> _DATA_
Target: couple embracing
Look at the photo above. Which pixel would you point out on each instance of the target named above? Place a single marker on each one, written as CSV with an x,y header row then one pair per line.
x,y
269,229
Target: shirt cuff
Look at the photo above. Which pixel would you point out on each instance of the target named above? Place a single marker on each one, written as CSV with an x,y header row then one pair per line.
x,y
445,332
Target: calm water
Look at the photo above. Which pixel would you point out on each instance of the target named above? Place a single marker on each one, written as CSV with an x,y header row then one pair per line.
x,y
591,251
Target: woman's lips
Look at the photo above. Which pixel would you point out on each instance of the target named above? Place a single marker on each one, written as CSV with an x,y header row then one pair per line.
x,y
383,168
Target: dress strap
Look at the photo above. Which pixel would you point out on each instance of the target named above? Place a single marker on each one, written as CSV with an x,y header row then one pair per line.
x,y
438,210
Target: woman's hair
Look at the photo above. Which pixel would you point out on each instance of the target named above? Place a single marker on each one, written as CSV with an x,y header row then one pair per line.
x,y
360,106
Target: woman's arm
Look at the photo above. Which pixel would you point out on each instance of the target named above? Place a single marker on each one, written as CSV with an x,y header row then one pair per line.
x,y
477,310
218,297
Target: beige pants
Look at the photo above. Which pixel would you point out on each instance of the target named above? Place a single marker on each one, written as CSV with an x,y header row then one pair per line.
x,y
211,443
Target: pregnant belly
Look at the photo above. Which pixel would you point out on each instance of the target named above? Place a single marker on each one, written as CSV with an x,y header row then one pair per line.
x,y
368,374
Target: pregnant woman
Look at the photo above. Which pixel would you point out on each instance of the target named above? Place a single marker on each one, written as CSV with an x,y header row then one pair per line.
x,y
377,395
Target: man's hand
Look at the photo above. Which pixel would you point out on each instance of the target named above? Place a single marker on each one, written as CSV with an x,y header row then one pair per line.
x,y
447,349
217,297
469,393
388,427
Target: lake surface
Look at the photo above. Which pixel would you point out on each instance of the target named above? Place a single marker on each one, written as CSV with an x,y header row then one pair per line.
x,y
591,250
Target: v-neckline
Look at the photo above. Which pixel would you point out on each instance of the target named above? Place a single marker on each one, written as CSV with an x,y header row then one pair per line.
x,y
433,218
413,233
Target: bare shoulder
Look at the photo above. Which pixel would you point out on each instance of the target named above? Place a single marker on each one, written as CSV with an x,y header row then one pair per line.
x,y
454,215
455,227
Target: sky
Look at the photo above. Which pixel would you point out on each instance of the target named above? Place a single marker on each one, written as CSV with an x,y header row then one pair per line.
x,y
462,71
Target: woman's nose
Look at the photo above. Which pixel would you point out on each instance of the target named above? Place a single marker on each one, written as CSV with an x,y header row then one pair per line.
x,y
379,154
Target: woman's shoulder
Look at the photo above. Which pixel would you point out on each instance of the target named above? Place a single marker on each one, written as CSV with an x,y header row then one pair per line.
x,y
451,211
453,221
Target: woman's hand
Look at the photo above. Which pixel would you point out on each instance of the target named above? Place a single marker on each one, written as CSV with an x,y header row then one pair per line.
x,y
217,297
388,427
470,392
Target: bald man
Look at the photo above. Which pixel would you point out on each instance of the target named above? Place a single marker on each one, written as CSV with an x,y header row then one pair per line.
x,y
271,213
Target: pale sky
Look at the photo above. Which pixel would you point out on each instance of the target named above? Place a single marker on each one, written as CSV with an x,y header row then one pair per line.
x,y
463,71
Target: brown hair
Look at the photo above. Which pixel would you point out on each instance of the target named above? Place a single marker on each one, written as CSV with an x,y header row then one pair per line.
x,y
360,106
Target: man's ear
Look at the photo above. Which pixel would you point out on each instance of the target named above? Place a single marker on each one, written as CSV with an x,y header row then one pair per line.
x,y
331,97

> _TRY IT_
Your reply is to repeat, unchanged, the lines above running from the one with "Target: beige pants" up to and including the one with "Target: pregnant belly".

> _WRITTEN ANSWER_
Target: beige pants
Look at the photo above. Which pixel would you point out on each instance of the target named above? Place a single marker on each one, written as CSV with an x,y header row then one pair per line.
x,y
211,443
Target: pregnant belly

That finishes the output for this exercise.